PROBLEM TO WORK ON: Lines from the one containing "of the utility" through the end of the data are to be returned exactly, and no others.

AVAILABLE RECORDS:
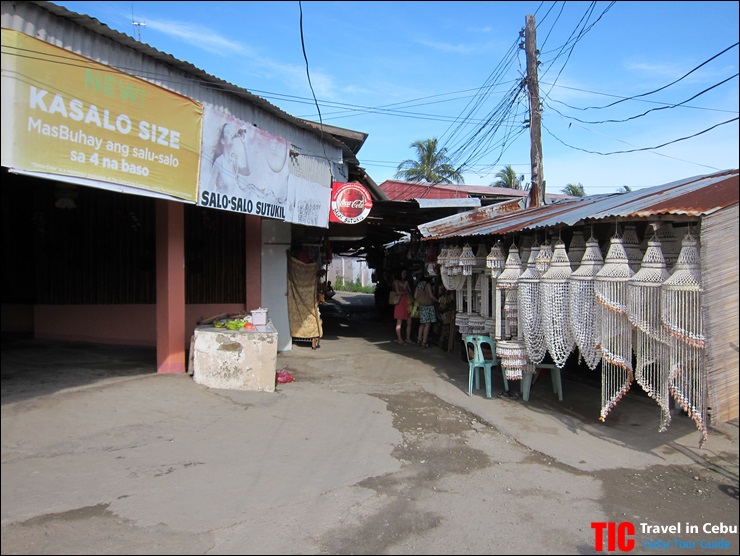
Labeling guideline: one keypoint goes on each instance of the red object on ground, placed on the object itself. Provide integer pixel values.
(284, 376)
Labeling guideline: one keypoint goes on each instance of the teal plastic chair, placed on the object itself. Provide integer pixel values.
(480, 358)
(529, 379)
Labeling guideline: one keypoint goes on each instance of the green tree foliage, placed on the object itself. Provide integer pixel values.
(432, 165)
(507, 177)
(576, 190)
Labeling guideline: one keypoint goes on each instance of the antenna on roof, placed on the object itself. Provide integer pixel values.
(137, 24)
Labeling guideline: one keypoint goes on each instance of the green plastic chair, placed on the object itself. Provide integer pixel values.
(478, 359)
(529, 379)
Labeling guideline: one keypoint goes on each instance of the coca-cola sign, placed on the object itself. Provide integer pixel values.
(350, 202)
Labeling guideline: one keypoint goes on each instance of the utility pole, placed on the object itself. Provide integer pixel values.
(537, 190)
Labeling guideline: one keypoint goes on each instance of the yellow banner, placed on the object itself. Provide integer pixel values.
(69, 115)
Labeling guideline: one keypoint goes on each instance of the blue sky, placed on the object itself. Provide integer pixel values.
(408, 71)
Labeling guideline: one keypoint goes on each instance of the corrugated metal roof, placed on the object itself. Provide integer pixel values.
(441, 203)
(94, 25)
(696, 196)
(398, 190)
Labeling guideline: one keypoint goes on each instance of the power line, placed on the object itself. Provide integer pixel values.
(644, 148)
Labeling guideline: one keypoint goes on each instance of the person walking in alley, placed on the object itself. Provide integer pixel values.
(401, 311)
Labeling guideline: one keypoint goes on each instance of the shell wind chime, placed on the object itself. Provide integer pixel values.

RESPONSE BELOW:
Labeling guideline: one keypoint goes on each instance of the utility pole, placed on the object itself. Provide integer pixel values.
(537, 190)
Labeling guideline: one keypoint goes on each instance of the yellow banner, placed on the object itself. Provide integer pixel values.
(69, 115)
Labeling guideline: one keypoint goes on each instance of the blue sky, placed on the object itself. Provide integer pixel values.
(408, 71)
Labeling guideline: one keypoint goes on each instance of the corrugated metal roof, placed on the object itself. Provide integer pixel values.
(441, 203)
(94, 25)
(696, 196)
(398, 190)
Labeling guideline: one keypoint goes on each instance of the power line, placed on the object itself. Provide integer pixel values.
(644, 148)
Labeling guideline: one keypoint goes on each instance of the person walking in alley, placed on the object itself. Provide integer pixel values.
(401, 311)
Labeling guideline: one keypoint goes on each instance of the shell wind chime, placed on the object itself. Provide integer pixel values.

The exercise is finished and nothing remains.